■ Task list
• a. Reproduce the bash associative array question word for word, starting with "This error seems" and going on through "Could anyone help?".
• b. Pick up the bash associative array question from its final line and keep writing it.

■ Text section
━━━━
2

I have an associative array of dotfile names to ids that looks exactly like this:

declare -A ids=(
  [".steve"]="1 4 5 6 10"
  [".john"]="3 4 5 1 11"
  ...
)

When I run this code I get:

./declare_ids.sh: line 23: .steve: operand expected (error token is ".steve")

This error seems really, really vague. I don't understand what is going on. I'm pretty new to bash and have just been learning about associative arrays in bash v4. Could anyone help?

EDIT:

The shebang line in this script is #!/bin/bash. I am running this inside of a zsh terminal on OS X, and I installed bash via brew install bash.

bash --version says:

GNU bash, version 4.4.12(1)-release (x86_64-apple-darwin15.6.0)                                                                                                │
Copyright (C) 2016 Free Software Foundation, Inc.                                                                                                              │
License GPLv3+: GNU GPL version 3 or later <http://gnu.org/licenses/gpl.html>                                                                                  │
                                                                                                                                                               │
This is free software; you are free to change and redistribute it.                                                                                             │
There is NO WARRANTY, to the extent permitted by law.
━━━━
■ Given information

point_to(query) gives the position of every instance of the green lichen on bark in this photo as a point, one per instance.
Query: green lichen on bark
━━━━
■ Expected responses
• a.
This error seems really, really vague. I don't understand what is going on. I'm pretty new to bash and have just been learning about associative arrays in bash v4. Could anyone help?

• b.
This is also the case when I put bash --version immediately before the declare -A line.

and which bash returns /usr/local/bin/bash. The script is invoked inside the terminal simply by typing ./declare_ids.sh.

EDIT AGAIN:

As it has already been said echoing $BASH_VERSION is different than bash --version. $BASH_VERSION is 3.2.57(1)-release.

Is there a way to make /bin/bash upgraded? I use this script on a ubuntu circleCI box as well, so anything hardcoded to what brew does would be bad.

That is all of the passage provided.